Task:
Each line of the material must be returned exactly.
----- Recorded data
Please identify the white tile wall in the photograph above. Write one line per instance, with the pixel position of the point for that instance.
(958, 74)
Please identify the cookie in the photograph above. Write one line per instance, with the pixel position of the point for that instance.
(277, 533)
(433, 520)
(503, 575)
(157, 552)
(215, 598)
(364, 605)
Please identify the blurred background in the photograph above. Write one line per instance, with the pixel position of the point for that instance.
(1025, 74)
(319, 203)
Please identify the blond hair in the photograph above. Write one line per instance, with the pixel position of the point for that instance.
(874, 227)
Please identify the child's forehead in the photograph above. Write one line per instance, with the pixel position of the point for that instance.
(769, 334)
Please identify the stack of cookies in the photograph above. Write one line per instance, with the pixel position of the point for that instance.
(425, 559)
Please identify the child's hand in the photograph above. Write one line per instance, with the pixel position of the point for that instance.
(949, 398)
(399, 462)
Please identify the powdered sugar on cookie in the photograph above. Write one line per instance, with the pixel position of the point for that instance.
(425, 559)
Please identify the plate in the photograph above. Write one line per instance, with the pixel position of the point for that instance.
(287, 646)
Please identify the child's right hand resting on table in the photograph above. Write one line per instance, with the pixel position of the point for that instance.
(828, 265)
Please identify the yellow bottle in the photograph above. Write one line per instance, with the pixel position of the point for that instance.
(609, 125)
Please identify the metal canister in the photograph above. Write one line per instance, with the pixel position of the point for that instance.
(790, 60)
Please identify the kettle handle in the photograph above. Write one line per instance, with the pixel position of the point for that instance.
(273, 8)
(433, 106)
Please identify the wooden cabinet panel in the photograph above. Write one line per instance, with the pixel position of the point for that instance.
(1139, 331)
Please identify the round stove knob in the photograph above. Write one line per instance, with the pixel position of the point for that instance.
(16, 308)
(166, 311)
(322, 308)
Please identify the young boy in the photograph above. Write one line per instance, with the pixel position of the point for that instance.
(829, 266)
----------
Answer to the problem:
Please identify the white tile wall in the photograph above. Write one line per instance, with the pixel position of the point for that instance.
(958, 74)
Please identify the cookie in the photograph above. Write one line per instance, with the pixel position of the point for that instance.
(277, 533)
(433, 520)
(503, 575)
(157, 552)
(215, 598)
(364, 605)
Please identify the blurred background in the photograph above. Write one line per instance, with the pixel position of the point for that instance.
(1025, 74)
(319, 203)
Please identify the blond hair in the photograph above. Write one line per instance, with the pixel position of the point for that instance.
(874, 227)
Please identify the child's forehead in the photograph above. Write one line per instance, with the pixel position of the point for that instance.
(769, 334)
Please identify the stack of cookies in the photograph above. Write one line per instance, with the pixel position of the point for that instance.
(425, 559)
Please identify the child's hand in the photograph above. Write one line per instance, with the pixel position of the point for that instance.
(949, 398)
(399, 462)
Please identify the powdered sugar on cookie in the photograph above. Write one line per instance, with the pixel position of the point for that instance.
(425, 559)
Please identify the plate in the photograph above. Write one line per instance, with the pixel position of the point for that instance.
(287, 646)
Please identify the child's right hand resting on table in the photograph above. Write one line per instance, with the pixel position of the point for that instance.
(828, 265)
Please identify the yellow bottle in the photograph above. Write one line per instance, with the pixel position of the point for that instance.
(609, 125)
Please identify the metal canister in the photograph above. Write one line per instance, with the pixel position of the point for that instance.
(790, 60)
Please identify the kettle handle in the photograph above. Write one line per instance, with the pixel position of the point for that instance.
(273, 8)
(433, 106)
Please identify the wooden cabinet panel in the photograph above. Write one line per instance, with the pixel position of the point for that instance.
(1139, 331)
Please identify the round stove knob in the photograph above. Write one line per instance, with the pixel position of the point for that instance.
(16, 308)
(166, 311)
(322, 308)
Please identify the young boy in the photograph above. Write one line per instance, with the pixel position of the point for that instance.
(829, 266)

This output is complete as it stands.